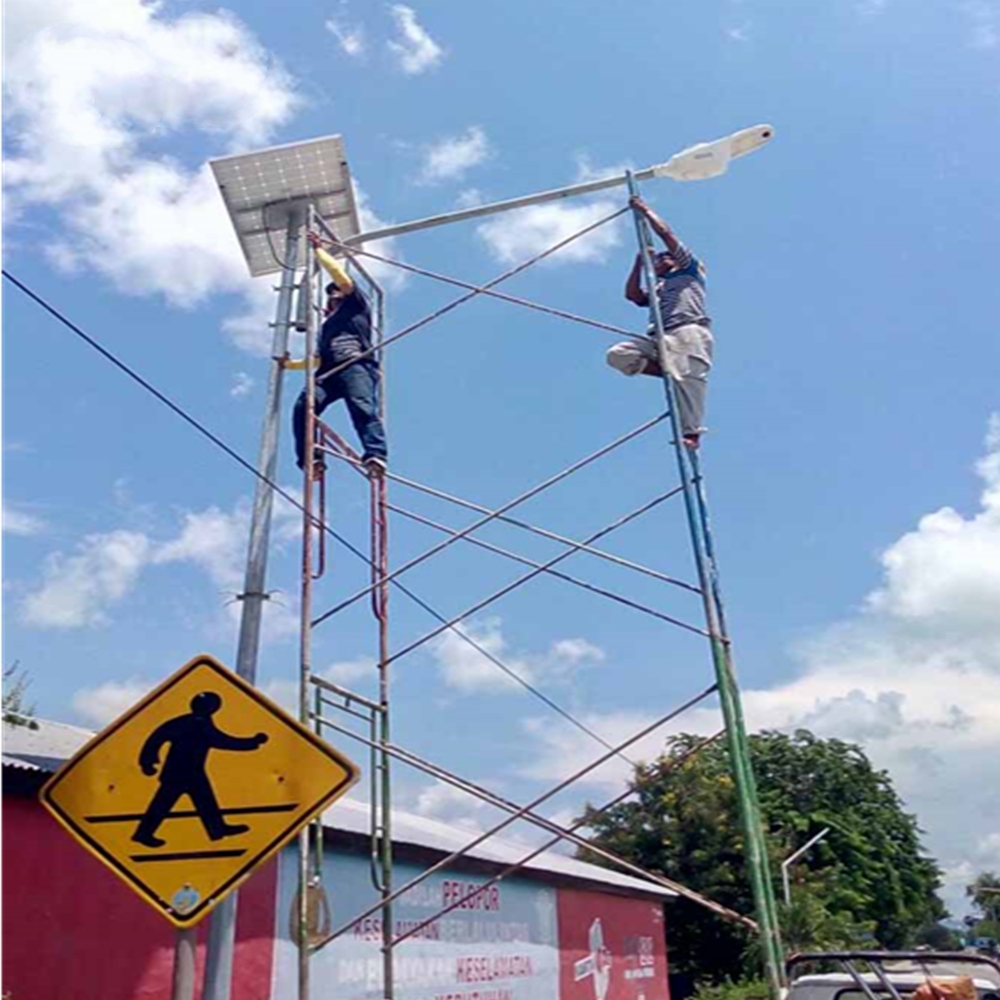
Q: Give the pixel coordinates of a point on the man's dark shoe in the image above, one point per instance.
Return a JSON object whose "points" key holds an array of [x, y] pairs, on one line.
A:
{"points": [[229, 830], [148, 840]]}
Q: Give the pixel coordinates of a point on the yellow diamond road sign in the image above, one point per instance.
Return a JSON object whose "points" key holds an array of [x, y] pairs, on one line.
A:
{"points": [[192, 788]]}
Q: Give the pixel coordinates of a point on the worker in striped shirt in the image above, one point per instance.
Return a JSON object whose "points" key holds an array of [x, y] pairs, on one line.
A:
{"points": [[680, 291]]}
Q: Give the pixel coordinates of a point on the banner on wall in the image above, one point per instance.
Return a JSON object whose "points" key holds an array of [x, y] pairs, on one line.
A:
{"points": [[516, 940], [500, 944], [611, 947]]}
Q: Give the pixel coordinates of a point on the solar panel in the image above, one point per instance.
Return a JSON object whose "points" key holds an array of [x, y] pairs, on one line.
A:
{"points": [[258, 188]]}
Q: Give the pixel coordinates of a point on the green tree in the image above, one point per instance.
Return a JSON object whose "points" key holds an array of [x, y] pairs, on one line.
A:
{"points": [[937, 937], [867, 881], [16, 710]]}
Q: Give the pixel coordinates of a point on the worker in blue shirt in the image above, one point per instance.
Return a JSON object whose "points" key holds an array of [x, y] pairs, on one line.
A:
{"points": [[346, 369], [680, 292]]}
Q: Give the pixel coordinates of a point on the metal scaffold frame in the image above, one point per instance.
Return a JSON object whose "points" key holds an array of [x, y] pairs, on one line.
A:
{"points": [[318, 695]]}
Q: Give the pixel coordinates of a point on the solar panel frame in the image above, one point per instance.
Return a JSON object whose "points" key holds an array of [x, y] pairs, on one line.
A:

■ ■ ■ ■ ■

- **Work to be completed**
Convert all of the data above into a JSON array of strings, with one string per line and no entries for blank lines. Omit the pictures from the output.

- **Answer**
[
  "Q: Give the pixel coordinates of a point on the man's dark shoe in the image above, one point per instance.",
  "Return a JSON object whose \"points\" key holds an array of [x, y] pairs, on one line.",
  "A:",
  "{\"points\": [[229, 830], [148, 840]]}",
  "Q: Give the pixel coordinates of a point on the yellow diamond road sign in the image above, one point per instance.",
  "Return a JSON object whose \"points\" key holds an array of [x, y] pairs, on one line.",
  "A:",
  "{\"points\": [[192, 788]]}",
  "Q: Give the pixel coordinates of a point on the worker in striped shirt in the image above, one point per instance.",
  "Return a JSON object whose \"points\" key holds an array of [x, y] pairs, on one line.",
  "A:",
  "{\"points\": [[680, 291]]}",
  "Q: Give the pixel coordinates of a point on the banner on wall in the image above, one point per instance.",
  "Return a JSON object whose \"points\" key holds an array of [x, y] pairs, on one line.",
  "A:",
  "{\"points\": [[516, 940], [500, 944], [611, 947]]}",
  "Q: Give the pixel coordinates of a point on the solar panel in the image above, one point per instance.",
  "Return a JSON object whose \"points\" key holds an array of [x, y] pairs, on one line.",
  "A:",
  "{\"points\": [[258, 188]]}",
  "Q: Give the pixel coordinates of a point on the green tree in the image above, one point per instance.",
  "Return a JSON object whose \"points\" key holds an array of [x, y] pairs, on one line.",
  "A:",
  "{\"points\": [[937, 937], [867, 881], [16, 710]]}",
  "Q: Give the pixel coordinates of a point on the worker in blue shirt in the image above, one point per instance.",
  "Return a JSON object whose \"points\" key holds an array of [x, y] pairs, on one line.",
  "A:",
  "{\"points\": [[346, 369], [680, 292]]}",
  "Q: Give the pixel coordinates of a point on the metal scaffold frame in the image above, one point per instance.",
  "Return a JSON object whose \"points\" key holds an array of [x, y] pairs, on one line.",
  "A:",
  "{\"points\": [[318, 695]]}",
  "Q: Give the pixel coordinates of a point on the solar panel frame in the image above, one point per instance.",
  "Return a JSON object whose \"points\" key holds an array of [x, y] pairs, on one line.",
  "A:"
]